Problem description:
Copy the data below verbatim, from the line containing "433, row 447." through the line containing "column 965, row 454", including both of those lines and nothing else.

Stored items
================

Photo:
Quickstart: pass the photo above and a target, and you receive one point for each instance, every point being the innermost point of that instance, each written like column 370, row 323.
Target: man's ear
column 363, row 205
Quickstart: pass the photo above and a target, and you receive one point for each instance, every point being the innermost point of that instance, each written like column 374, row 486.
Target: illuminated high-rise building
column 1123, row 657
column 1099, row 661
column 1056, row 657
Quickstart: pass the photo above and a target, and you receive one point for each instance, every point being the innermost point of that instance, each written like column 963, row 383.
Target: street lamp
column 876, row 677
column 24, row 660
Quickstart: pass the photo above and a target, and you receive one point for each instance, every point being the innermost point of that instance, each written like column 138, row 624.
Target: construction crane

================

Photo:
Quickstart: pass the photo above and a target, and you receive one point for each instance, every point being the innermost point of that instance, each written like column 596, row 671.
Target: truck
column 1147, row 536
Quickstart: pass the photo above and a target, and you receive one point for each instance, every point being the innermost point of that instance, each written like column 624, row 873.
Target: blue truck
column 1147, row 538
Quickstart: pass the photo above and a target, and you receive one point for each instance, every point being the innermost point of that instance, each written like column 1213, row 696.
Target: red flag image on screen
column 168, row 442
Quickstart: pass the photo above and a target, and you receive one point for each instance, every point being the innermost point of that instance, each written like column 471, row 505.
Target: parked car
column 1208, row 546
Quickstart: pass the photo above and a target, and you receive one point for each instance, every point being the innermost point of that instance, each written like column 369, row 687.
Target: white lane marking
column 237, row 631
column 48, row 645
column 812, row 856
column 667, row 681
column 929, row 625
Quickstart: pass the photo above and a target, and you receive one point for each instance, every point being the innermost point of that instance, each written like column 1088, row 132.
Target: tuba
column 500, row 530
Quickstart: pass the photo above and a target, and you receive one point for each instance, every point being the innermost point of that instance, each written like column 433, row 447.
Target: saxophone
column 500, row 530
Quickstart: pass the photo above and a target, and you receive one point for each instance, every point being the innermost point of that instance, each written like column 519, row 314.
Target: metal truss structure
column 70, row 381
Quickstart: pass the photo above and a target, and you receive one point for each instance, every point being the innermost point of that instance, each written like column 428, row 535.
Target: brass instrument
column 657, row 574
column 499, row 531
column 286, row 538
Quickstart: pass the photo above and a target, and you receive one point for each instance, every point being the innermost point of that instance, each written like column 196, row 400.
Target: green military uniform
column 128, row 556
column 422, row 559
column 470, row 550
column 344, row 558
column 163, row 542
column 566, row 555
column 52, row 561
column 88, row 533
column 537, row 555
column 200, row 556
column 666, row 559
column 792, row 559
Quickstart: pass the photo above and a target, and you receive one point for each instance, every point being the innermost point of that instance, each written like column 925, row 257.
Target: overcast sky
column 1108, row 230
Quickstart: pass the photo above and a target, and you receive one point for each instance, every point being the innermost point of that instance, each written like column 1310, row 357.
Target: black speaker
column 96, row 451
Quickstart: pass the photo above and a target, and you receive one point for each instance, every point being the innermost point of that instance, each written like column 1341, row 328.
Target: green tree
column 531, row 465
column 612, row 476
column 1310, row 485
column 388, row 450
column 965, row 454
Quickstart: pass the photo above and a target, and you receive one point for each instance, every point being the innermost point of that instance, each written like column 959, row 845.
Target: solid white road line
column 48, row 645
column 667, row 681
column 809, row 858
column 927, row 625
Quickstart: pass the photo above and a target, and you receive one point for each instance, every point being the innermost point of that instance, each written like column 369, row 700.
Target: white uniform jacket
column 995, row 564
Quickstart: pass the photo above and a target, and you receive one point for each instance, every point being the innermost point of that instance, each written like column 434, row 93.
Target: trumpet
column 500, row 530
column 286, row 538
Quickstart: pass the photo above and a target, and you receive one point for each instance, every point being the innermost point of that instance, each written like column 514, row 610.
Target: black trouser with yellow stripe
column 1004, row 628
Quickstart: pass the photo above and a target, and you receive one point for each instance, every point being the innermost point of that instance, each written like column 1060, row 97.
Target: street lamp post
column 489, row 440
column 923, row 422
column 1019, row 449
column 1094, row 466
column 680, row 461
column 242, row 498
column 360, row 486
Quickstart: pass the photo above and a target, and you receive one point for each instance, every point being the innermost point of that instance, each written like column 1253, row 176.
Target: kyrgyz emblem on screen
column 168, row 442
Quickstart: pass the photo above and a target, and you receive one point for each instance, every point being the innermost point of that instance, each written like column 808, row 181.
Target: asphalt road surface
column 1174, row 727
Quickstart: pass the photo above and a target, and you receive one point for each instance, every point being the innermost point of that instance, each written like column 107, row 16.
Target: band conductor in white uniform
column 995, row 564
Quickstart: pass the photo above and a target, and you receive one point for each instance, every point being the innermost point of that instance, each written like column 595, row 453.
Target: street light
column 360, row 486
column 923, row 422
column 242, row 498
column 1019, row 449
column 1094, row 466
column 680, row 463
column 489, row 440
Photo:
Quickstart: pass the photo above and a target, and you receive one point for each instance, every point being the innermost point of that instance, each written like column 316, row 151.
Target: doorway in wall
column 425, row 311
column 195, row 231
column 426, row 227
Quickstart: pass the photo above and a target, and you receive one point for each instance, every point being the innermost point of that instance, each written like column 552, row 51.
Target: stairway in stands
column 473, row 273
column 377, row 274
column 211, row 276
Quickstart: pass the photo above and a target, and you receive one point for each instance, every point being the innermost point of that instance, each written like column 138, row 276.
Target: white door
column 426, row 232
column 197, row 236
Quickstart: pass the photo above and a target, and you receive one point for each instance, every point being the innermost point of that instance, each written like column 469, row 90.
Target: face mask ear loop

================

Output for this exercise:
Quickstart: pass the photo above and a target, and you receive one point for each instance, every point being the innermost point of that instance, each written like column 433, row 447.
Target: saxophone
column 500, row 530
Quickstart: pass the photo above and a target, and you receive one point for each instance, every point being the innermost point of that instance, each written like column 519, row 314.
Target: metal truss structure
column 70, row 381
Quickstart: pass the photo above and a target, and you receive one point for each instance, every point being the innermost point of that instance, each written like column 428, row 535.
Target: brass instrument
column 657, row 574
column 499, row 531
column 286, row 538
Quickstart: pass the photo above and a target, and you receive one point for each instance, every point being the innermost point of that instance, each written like column 196, row 400.
Target: green military uniform
column 128, row 556
column 422, row 559
column 470, row 550
column 344, row 558
column 163, row 542
column 566, row 555
column 52, row 561
column 88, row 533
column 537, row 555
column 200, row 556
column 666, row 559
column 792, row 559
Quickstart: pass the photo above and a target, and you receive one point for each instance, every point being the innermost point of that instance, each written like column 925, row 257.
Target: overcast sky
column 1108, row 230
Quickstart: pass the photo above and a target, and you receive one point for each instance, every point being the innermost point of that instance, each written like column 1310, row 357.
Target: black speaker
column 96, row 451
Quickstart: pass the photo above and a target, and you receive one point for each instance, every point being the innermost point of that instance, each written like column 1341, row 328.
Target: green tree
column 531, row 465
column 612, row 476
column 1310, row 485
column 388, row 450
column 965, row 454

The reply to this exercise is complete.